* Begin Extract provided *
Income-based monthly fees could address affordability while reducing distorted electricity rates.
California leaders tout their pathbreaking initiatives to address both the climate crisis and economic inequality. But the way we charge for one of the most basic household needs – electricity – is undermining both of those efforts. The electricity rate structures of the state’s investor-owned utilities (IOUs) are discouraging building electrification and other important investments for reducing carbon emissions, while at the same time imposing a disproportionate burden on low-income customers.
Everyone knows that California IOUs, who serve over 70% of residential customers, have some of the highest electricity rates in the country. And they collect those revenues from households almost entirely through volumetric (i.e., priced per kilowatt-hour) charges. Those volumetric rates, however, cover much more than the cost of providing each additional kWh.
Why are California Electricity Rates So High?
State policymakers have poured the cost of myriad public policy goals into electricity rates – subsidies for rooftop solar and EV charging stations, support for nascent high-cost renewable energy technologies, reduced rates for low-income customers, energy efficiency programs, wildfire mitigation and compensation, and improving air and water purity in schools, among others. Plus, many electricity system fixed costs, including most of the cost of transmission and distribution, are also covered in those volumetric rates, but don’t really change with your electricity usage.
The result – as shown by research here and here – is that volumetric rates are two or more times higher than the actual incremental cost of providing electricity. This means households have too little incentive to switch to electricity from natural gas, gasoline, or other higher-carbon fuels for household and transportation services. They also have too much incentive to install rooftop solar and outfit their basements with big batteries, when the same carbon reductions could be achieved at lower cost with large-scale renewables and storage.
How to Cover the Revenue Gap
In ongoing research, Meredith Fowlie, Jim Sallee, and I (with the excellent assistance of our graduate student, Marshall Blundell) are examining what causes the gap between price and the incremental cost of providing a kWh, and looking closely at who ends up paying for the gap. In essence, the rate structure imposes a volumetric tax on electricity – a surcharge on each kWh – in order to cover state energy policies and other costs that don’t vary with the amount of electricity households use.
* End Extract provided *
Task 1. Turn the lines of the listing below, from the line with "Mark a point on each instance of the water" to the line with "point(85, 192)", into a numbered list, skipping blank lines and leaving out the pictures.
* Begin Supplied data *
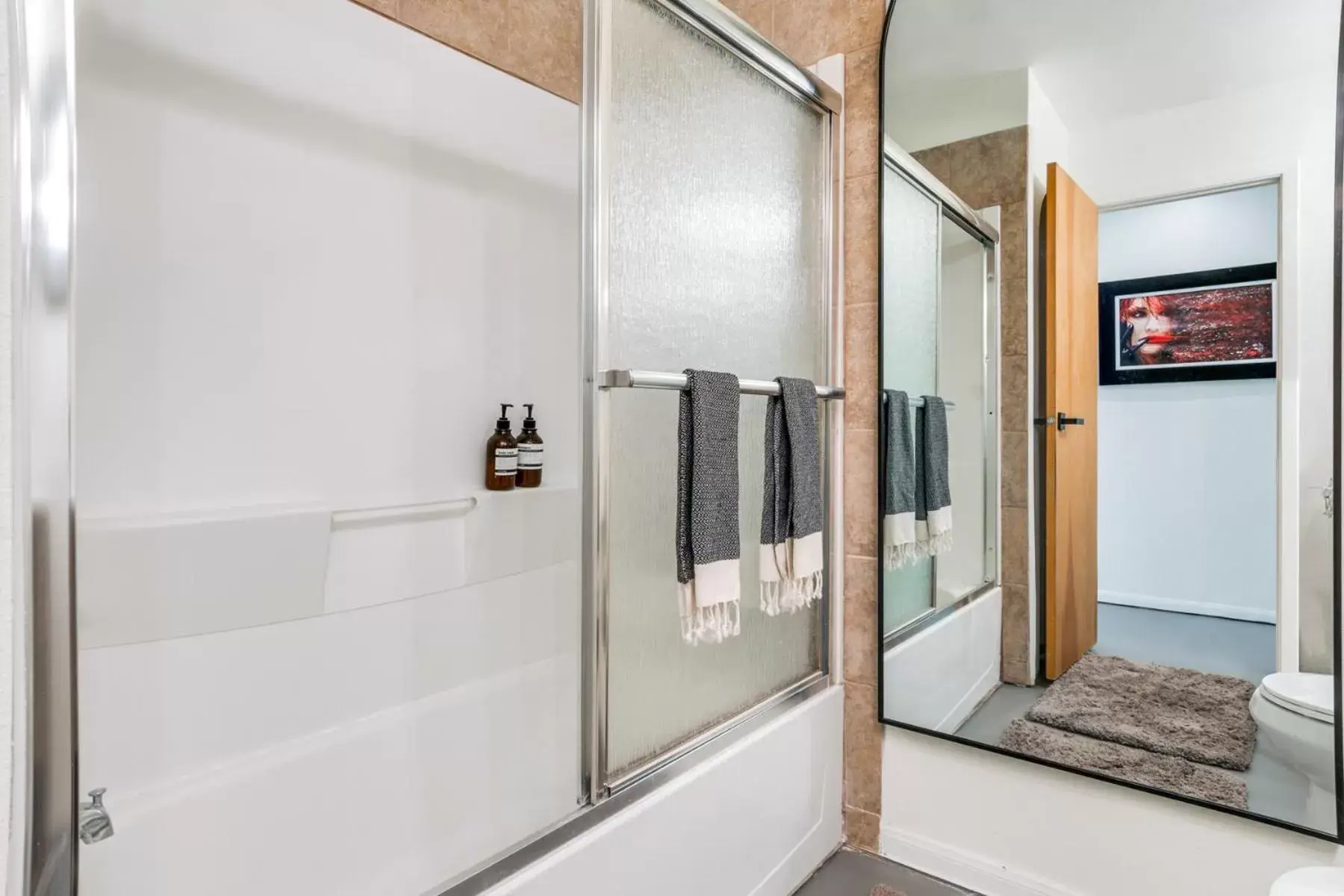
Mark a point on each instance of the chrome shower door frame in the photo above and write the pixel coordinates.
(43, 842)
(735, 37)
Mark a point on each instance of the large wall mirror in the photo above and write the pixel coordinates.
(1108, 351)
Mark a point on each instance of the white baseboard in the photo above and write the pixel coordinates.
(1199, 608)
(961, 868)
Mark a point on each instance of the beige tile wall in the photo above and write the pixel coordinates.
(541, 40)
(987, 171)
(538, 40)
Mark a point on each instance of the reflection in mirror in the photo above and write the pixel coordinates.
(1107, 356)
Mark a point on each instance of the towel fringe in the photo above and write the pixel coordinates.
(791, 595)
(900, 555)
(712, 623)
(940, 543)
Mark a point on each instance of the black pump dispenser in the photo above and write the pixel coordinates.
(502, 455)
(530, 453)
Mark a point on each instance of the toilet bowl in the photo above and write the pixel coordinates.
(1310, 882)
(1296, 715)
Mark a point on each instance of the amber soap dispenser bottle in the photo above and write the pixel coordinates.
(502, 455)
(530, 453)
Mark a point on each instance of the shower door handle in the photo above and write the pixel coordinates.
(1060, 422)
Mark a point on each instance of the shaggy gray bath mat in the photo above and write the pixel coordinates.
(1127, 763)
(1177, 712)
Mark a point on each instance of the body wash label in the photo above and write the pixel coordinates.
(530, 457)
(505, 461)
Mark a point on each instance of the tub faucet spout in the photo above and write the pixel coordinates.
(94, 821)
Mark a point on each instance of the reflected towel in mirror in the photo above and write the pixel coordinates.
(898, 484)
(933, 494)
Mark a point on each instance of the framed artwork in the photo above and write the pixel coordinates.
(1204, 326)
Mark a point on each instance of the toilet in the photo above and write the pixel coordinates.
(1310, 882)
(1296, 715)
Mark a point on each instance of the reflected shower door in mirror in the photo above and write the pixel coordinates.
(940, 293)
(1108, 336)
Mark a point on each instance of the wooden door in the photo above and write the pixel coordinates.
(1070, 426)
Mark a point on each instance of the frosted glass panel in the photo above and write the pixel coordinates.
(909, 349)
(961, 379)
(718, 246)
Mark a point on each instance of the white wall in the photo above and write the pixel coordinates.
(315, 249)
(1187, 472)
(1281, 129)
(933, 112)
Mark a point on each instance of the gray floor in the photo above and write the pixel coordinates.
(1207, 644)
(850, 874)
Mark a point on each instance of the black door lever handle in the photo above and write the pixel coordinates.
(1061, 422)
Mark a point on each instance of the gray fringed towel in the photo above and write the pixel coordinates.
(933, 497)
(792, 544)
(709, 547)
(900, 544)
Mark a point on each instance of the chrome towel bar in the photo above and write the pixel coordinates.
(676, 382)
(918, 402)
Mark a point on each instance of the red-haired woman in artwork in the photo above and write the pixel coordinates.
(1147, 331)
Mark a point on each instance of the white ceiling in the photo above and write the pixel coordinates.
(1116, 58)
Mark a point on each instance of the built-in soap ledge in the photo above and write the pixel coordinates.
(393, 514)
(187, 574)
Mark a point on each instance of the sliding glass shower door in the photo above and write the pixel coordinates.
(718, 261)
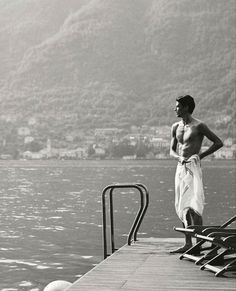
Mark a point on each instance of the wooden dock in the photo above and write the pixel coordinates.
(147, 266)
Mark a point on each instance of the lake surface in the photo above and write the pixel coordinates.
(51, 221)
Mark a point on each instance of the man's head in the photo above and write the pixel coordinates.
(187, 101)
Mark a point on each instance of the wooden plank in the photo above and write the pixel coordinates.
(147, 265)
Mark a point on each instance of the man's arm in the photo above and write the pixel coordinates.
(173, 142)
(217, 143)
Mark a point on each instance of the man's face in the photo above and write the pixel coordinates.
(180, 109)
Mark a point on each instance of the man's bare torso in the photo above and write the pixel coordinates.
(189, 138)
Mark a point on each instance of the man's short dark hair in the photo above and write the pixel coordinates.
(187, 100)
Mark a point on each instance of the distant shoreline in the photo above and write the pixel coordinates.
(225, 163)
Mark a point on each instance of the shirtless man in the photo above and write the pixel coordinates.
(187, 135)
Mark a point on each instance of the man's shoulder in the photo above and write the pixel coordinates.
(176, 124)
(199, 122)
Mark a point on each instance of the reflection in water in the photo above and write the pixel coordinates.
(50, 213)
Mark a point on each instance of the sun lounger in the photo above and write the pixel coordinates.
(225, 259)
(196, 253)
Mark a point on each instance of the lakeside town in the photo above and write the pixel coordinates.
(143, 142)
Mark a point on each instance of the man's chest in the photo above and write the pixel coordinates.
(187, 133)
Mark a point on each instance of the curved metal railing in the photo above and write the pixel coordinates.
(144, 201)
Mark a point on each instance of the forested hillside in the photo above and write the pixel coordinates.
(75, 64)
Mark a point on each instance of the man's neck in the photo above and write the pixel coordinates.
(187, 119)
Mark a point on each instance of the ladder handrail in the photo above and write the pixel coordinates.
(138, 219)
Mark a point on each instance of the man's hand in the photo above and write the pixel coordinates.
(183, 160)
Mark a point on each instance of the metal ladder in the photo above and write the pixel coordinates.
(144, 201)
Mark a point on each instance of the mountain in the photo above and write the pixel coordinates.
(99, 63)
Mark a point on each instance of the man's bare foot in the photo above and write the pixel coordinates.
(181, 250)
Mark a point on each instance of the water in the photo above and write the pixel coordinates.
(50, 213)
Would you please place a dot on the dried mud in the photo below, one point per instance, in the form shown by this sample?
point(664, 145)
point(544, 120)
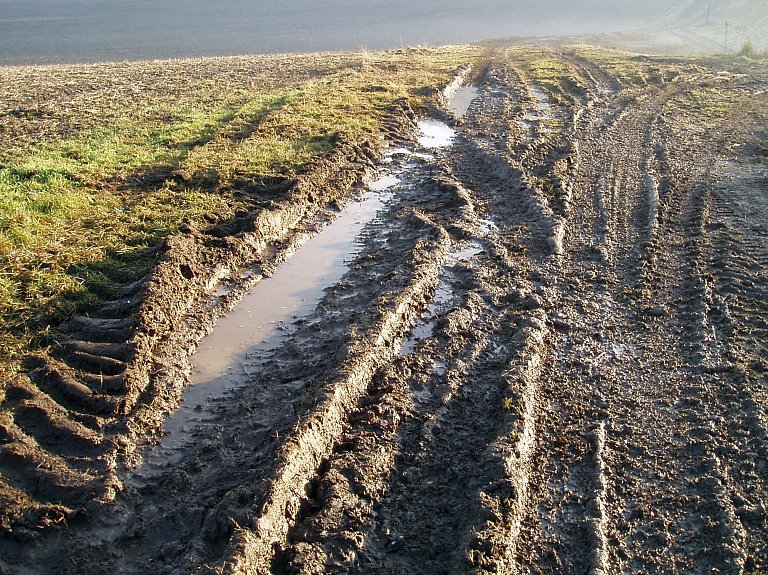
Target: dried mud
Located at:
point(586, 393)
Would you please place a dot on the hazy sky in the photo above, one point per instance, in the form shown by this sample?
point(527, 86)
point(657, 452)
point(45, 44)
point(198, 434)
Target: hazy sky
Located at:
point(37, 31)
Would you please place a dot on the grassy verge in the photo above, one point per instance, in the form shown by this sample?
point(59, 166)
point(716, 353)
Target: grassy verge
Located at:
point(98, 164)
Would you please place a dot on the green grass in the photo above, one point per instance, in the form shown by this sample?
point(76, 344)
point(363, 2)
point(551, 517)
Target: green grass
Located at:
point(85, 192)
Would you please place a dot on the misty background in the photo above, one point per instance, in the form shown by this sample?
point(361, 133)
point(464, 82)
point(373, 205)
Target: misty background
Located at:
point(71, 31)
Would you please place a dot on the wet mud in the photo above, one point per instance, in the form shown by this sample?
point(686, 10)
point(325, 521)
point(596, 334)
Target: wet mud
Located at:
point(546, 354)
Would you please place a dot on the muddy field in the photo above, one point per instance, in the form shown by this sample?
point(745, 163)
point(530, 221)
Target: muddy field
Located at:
* End Supplied data *
* Begin Supplied data *
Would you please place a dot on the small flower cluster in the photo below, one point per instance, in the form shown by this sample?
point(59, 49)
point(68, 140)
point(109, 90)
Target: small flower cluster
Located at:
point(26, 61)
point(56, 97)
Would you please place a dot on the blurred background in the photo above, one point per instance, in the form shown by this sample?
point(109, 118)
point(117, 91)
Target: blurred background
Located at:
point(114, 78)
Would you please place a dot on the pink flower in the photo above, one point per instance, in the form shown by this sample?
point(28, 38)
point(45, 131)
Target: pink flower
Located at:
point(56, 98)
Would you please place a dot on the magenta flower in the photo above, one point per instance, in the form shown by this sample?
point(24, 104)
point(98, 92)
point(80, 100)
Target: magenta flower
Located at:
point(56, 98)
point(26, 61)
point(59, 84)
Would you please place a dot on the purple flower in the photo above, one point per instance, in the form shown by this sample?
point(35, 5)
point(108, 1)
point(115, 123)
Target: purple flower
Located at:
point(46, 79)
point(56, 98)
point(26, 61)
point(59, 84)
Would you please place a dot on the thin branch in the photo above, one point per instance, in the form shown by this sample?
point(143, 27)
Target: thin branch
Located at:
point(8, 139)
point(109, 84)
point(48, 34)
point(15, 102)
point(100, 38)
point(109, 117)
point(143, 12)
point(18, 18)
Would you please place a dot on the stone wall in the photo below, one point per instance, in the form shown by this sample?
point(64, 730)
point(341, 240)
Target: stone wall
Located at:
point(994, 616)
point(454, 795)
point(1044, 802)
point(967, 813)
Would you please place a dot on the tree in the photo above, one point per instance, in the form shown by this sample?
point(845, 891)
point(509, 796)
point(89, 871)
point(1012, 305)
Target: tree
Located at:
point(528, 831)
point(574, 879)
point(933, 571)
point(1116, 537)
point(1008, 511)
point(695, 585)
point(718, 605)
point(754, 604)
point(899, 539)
* End Supplied data *
Task 2.
Answer these questions about the piece on California electricity rates above:
(a) What share of residential customers do California's investor-owned utilities serve?
(b) How much higher are volumetric rates than the actual incremental cost of providing electricity?
(c) Which graduate student is named as assisting the research?

Task response 1.
1. Mark a point on each instance of the water in the photo above and write the pixel coordinates.
2. (50, 213)
3. Would you please place a dot on the dried mud in the photo below, one point per instance, in the form shown by this sample?
4. point(664, 145)
5. point(544, 120)
6. Target: dried mud
7. Located at:
8. point(586, 393)
9. Would you please place a dot on the hazy sky in the photo above, one point per instance, in the form shown by this sample?
10. point(527, 86)
11. point(657, 452)
12. point(45, 44)
13. point(198, 434)
14. Target: hazy sky
15. Located at:
16. point(37, 31)
17. Would you please place a dot on the grassy verge in the photo above, one point per instance, in the form shown by this sample?
18. point(59, 166)
19. point(716, 353)
20. Target: grassy verge
21. Located at:
22. point(98, 164)
23. Would you please place a dot on the green grass in the photo above, one point per instance, in the form shown by this sample?
24. point(76, 344)
25. point(363, 2)
26. point(551, 517)
27. Target: green grass
28. Located at:
29. point(85, 192)

Task response 2.
(a) Over 70%.
(b) Two or more times higher.
(c) Marshall Blundell.